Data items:
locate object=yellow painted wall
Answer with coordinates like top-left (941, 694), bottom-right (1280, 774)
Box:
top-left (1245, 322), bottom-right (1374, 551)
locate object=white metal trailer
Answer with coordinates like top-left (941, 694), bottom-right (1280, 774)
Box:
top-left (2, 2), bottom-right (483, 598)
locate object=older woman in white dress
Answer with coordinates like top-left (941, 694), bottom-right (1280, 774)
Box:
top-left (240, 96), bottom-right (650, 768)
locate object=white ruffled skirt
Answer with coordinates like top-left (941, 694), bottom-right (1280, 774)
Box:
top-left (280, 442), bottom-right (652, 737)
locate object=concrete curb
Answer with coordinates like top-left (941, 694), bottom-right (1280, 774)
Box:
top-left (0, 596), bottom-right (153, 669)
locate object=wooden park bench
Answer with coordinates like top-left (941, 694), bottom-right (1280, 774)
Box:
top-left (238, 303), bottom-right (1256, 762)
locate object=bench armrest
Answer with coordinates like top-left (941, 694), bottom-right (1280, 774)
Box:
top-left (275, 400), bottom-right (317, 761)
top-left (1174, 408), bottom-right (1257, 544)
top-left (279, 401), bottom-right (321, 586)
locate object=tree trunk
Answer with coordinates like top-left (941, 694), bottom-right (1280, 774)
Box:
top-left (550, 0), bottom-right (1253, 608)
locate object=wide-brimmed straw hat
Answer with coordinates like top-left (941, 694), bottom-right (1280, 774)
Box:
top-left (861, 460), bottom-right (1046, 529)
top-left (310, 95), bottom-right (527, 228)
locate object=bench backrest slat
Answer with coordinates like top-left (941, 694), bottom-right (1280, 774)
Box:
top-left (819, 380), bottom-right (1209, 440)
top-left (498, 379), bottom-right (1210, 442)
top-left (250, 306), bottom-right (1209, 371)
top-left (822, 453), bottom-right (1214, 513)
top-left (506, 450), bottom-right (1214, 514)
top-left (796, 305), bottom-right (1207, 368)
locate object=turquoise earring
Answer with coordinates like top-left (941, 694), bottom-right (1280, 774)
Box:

THE PROBLEM |
Go through the data and show each line that holds "white".

RESPONSE AREA |
locate object=white metal trailer
locate object=older woman in white dress
locate object=white ruffled skirt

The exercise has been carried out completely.